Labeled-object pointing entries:
+-------+

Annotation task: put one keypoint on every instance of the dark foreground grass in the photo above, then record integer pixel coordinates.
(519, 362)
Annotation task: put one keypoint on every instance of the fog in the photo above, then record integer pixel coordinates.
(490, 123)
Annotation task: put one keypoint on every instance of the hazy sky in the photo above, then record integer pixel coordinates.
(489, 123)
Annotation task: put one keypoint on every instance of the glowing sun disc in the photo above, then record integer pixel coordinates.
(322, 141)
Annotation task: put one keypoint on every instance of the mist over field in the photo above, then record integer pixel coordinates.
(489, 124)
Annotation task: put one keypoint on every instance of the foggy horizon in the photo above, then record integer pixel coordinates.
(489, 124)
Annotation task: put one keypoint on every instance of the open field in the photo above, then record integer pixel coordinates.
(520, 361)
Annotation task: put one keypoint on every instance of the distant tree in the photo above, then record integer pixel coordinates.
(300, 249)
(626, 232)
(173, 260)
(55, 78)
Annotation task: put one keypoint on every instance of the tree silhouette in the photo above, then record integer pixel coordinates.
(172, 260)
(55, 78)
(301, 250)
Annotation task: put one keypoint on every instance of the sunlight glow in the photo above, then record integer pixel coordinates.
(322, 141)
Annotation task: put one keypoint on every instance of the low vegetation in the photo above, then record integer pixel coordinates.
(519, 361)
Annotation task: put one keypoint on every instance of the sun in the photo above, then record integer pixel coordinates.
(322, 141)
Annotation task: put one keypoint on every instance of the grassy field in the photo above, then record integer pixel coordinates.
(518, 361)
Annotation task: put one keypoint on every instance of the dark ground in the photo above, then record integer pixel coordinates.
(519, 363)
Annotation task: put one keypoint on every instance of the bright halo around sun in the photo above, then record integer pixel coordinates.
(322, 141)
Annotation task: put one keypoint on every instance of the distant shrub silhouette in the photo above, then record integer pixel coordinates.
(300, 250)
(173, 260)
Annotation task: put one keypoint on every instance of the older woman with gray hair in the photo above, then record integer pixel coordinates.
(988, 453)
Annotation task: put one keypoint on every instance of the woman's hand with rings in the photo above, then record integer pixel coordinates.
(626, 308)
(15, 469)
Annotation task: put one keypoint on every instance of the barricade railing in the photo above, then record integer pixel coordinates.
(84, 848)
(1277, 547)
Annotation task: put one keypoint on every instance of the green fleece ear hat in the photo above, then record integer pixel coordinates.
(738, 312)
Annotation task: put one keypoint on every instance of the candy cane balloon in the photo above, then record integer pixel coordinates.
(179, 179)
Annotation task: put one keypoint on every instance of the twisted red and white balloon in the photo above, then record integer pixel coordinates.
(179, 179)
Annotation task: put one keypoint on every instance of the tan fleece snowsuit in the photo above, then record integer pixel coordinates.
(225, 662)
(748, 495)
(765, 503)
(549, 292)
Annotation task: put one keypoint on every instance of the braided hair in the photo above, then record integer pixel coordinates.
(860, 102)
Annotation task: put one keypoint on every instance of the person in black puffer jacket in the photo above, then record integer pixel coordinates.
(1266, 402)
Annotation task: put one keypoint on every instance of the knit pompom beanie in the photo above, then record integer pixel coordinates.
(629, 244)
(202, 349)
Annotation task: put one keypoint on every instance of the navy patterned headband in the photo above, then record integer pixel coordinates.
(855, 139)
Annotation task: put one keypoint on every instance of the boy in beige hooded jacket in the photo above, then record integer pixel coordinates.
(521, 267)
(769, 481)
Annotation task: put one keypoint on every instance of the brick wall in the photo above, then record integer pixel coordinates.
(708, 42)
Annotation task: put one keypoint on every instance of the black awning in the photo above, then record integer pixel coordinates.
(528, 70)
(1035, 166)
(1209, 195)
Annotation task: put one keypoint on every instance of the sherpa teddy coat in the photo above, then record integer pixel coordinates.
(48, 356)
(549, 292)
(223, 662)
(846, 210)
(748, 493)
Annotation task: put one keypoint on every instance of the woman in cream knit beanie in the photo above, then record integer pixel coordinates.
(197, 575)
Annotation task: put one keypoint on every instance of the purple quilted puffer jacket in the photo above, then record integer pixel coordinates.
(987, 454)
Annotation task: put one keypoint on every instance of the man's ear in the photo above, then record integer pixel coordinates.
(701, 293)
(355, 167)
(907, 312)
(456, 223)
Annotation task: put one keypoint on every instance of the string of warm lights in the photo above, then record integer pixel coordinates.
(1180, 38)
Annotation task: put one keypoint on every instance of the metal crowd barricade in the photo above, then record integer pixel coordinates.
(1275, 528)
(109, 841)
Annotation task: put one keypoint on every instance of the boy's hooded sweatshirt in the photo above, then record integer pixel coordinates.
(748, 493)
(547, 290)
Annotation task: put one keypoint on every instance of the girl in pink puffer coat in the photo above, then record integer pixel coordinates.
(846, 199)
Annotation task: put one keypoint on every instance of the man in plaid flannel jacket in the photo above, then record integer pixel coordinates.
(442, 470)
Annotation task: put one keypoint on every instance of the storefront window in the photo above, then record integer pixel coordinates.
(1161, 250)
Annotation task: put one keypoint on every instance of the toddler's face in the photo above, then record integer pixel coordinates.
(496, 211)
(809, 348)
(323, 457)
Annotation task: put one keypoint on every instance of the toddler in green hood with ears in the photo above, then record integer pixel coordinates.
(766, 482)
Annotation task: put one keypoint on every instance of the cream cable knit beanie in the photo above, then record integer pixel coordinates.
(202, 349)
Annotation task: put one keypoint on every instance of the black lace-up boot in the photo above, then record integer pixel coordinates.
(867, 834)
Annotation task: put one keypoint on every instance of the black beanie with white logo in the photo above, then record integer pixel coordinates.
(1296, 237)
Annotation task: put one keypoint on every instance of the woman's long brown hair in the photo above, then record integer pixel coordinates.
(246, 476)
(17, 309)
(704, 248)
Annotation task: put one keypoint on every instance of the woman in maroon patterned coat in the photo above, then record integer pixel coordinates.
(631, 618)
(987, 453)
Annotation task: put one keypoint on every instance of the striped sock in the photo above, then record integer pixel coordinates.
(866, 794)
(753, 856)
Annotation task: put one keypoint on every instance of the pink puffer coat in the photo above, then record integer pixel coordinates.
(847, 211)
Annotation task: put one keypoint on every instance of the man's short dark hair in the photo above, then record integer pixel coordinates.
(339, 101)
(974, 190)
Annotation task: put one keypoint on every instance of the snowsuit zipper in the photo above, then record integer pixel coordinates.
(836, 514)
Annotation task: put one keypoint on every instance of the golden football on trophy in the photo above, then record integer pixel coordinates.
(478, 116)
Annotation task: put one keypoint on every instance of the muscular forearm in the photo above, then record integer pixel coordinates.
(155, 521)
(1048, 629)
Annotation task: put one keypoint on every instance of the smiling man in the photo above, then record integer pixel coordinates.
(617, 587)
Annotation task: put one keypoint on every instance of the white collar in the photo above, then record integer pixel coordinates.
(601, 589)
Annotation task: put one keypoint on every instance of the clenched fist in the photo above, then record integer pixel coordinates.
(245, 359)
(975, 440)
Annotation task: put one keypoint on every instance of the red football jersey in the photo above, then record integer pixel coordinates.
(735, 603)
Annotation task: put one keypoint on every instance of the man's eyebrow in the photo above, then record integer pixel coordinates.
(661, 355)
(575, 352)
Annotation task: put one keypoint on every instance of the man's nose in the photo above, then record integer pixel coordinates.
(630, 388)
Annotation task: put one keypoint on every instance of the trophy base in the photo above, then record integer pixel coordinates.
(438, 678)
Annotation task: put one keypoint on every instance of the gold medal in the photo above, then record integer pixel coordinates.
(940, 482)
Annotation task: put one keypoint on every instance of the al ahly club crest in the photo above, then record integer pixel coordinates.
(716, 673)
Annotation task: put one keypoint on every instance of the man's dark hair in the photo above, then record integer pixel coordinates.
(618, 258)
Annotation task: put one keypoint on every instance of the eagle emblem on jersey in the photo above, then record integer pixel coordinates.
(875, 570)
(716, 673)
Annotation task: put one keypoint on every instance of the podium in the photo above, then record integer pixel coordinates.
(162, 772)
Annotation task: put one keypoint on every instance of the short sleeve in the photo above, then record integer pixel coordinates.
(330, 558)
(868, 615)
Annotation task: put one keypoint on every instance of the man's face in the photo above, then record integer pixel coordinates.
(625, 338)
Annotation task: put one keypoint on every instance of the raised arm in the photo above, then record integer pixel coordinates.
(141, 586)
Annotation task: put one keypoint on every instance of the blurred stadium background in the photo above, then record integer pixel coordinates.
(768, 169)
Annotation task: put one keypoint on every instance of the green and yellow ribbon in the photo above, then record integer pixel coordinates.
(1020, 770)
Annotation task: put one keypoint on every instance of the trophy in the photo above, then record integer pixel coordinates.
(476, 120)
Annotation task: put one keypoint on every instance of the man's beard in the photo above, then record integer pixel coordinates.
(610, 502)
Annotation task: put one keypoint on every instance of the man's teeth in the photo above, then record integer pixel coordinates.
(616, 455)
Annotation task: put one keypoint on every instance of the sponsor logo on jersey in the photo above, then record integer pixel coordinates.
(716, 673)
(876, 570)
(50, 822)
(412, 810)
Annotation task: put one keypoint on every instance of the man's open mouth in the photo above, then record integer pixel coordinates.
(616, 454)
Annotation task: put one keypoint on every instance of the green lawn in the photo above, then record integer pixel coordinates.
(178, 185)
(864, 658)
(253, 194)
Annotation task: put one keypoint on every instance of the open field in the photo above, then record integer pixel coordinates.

+-------+

• _TASK INSTRUCTIONS_:
Only the lines from the one with "Annotation task: put one keypoint on every instance of the eagle" through the end of the material are wanted; copy them exactly, both ends included.

• _RIGHT ANSWER_:
Annotation task: put one keypoint on every instance of the eagle emblem on jersey in the photo above, then record integer pixel coordinates.
(875, 570)
(716, 673)
Annotation task: put one keypoint on every instance of the podium in the photo above, then record integer pixel coordinates.
(162, 772)
Annotation task: put one keypoint on every instance of the short sleeve in the photo above, then record integer pixel coordinates.
(330, 558)
(868, 615)
Annotation task: put one keypoint on every instance of the man's face in the photo above, then record integer pixel coordinates.
(625, 338)
Annotation task: put one keypoint on every instance of the raised arm in the photo above, then record integer pixel coordinates.
(141, 586)
Annotation task: put one keypoint on every instance of the blurred stadium background in the photo above, then record integer pixel coordinates.
(768, 169)
Annotation task: put one keypoint on every instance of the green and yellow ribbon in the photo above, then record integer pixel coordinates.
(1020, 770)
Annotation task: put one keypoint on every instance of the trophy in the photo above, then record integer pixel coordinates.
(476, 120)
Annotation task: put one keypoint on every instance of the man's beard in the photo above, then record integer pixel coordinates.
(610, 502)
Annotation task: put one keypoint on every instance of the man's teeth in the photo above, then record integer pixel coordinates.
(616, 455)
Annotation task: put one keypoint on every instance of the sponsor logo on jersey in the photo above, then record integer pixel coordinates.
(716, 673)
(876, 570)
(50, 822)
(412, 810)
Annotation task: put one keypoint on every instance of the man's open mouth in the photo above, then record integer pixel coordinates.
(616, 454)
Annotation task: put one keypoint on every instance of the green lawn in the photo above, then record integer pixel coordinates.
(178, 185)
(864, 658)
(253, 194)
Annotation task: put one keypoint on every instance of the open field in the photo above, then record integer pixel coordinates.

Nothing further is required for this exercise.